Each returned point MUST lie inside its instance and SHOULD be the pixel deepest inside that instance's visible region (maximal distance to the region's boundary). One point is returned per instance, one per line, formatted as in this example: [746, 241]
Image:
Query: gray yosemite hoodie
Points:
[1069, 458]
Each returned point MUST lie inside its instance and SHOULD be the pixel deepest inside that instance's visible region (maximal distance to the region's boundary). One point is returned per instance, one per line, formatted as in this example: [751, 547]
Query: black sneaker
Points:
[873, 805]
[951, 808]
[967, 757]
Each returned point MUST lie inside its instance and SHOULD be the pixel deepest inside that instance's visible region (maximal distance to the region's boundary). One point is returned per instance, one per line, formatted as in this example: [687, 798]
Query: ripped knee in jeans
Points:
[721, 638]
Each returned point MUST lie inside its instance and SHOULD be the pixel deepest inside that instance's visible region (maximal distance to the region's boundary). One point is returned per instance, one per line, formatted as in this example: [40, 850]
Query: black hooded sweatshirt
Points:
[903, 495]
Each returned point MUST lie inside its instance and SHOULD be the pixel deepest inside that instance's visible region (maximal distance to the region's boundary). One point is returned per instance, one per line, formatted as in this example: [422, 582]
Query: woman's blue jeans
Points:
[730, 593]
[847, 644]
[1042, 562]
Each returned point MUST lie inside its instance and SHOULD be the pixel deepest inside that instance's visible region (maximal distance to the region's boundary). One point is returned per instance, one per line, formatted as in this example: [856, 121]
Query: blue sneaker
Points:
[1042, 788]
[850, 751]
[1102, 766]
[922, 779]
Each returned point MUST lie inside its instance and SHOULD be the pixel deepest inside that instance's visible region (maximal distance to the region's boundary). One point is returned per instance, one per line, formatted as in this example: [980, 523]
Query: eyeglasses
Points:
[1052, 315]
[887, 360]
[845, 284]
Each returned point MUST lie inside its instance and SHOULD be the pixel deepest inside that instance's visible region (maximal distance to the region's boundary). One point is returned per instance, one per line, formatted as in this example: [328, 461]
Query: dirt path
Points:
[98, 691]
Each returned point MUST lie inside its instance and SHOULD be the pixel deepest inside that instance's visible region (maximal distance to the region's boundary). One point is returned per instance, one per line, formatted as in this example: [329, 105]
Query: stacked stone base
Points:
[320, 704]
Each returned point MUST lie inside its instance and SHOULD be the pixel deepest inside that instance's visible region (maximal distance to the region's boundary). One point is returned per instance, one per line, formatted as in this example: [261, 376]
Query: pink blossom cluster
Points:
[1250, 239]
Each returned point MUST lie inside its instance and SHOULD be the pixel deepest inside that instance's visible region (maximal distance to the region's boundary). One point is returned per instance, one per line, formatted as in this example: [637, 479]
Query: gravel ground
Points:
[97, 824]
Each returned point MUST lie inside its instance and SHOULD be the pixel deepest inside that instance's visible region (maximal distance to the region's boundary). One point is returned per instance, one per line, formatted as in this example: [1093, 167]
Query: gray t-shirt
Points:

= = = = = = =

> _Challenge_: Copy out every line of the items above, keeping each one unchanged and in its original order.

> _Reply to the task_:
Each returned point MUST lie inside its instance and SHOULD be the pixel deepest inside that instance's visible region (maximal distance to the region's boundary). One point is returned per instance, one per line, formatted as in this example: [746, 241]
Image:
Query: gray yosemite hoodie
Points:
[1069, 458]
Each returned point MUST lie inside its instance and SHOULD be the pixel deepest inside that instance's visible region (maximal distance to the region's boundary). One point is returned per instance, one per line, formatted as in this example: [751, 547]
Query: black sneaker
Points:
[873, 805]
[951, 808]
[967, 757]
Each returned point MUST lie inside its instance and SHOULD be the pixel deepest inside that instance's visible region (maximal distance to the region's boundary). One point is returned per instance, one per line, formatted as in this example: [687, 798]
Query: ripped knee in jeans
Points:
[721, 638]
Each returned point MUST lie inside its instance and SHOULD be the pixel deepest inside that instance's visible region (maximal distance to the region's boundary). One point is returned per instance, one per line, formatted as in this example: [40, 850]
Query: black hooded sweatshirt
Points:
[903, 495]
Each returned point MUST lie inside its instance and SHOULD be the pixel deepest inside that instance's visible region (maximal distance to the region's boundary). One point is returned per instance, one per line, formatted as in this example: [422, 582]
Query: woman's blue jeans
Points:
[730, 593]
[847, 644]
[1042, 562]
Each returned point MUST lie inside its instance and SHOULD be the pixel deepest inside that instance's visible region (maximal distance to the region's boundary). One point is returned per instance, one per line, formatted as in this example: [856, 121]
Query: blue sneaker
Points:
[1042, 788]
[850, 751]
[1102, 766]
[922, 779]
Each returned point MUST lie inside its instance and SHOULD be the pixel deepest inside that instance's visible region (maximal distance to the region's boundary). One point is returned per instance, one per line, formatted as in this example: [980, 523]
Query: eyeglasses
Points:
[1052, 315]
[887, 360]
[845, 284]
Each returned point MUST lie inside its instance and SHOULD be the pixel deepest inside that instance's visible region (maximal distance to the region's boundary). One point is returned per instance, one per line, formatted as in this example: [328, 461]
Query: dirt path
Points:
[98, 691]
Each returned point MUST lie inside its instance and SHOULD be the pixel deepest inside that instance's visible region (maximal distance to the region's boundary). One point is returned per instance, one per line, formatted as in this example: [329, 105]
Query: stacked stone base
Points:
[320, 704]
Each returned point MUST lie inside its instance and SHOULD be the pixel deepest inside that instance's visible region (maximal distance to the region's boundary). One point is returned per instance, one per line, formatted as in this example: [261, 376]
Query: pink blossom cluster
Points:
[1250, 239]
Each returned point MUST lie inside its instance and SHOULD be the pixel deepest inside that instance's visible region (maximal distance to the region's boundary). One point is returned per instance, one per line, formatted as in this example: [637, 479]
Query: gravel ground
Points:
[97, 824]
Each returned point MUST lie inside its instance and SHOULD be the pixel deepest inside that instance's visible region (maximal distance to the region's boundary). One point is returned per instance, one per line, formatted as in this example: [1093, 167]
Query: gray t-shirt
Points:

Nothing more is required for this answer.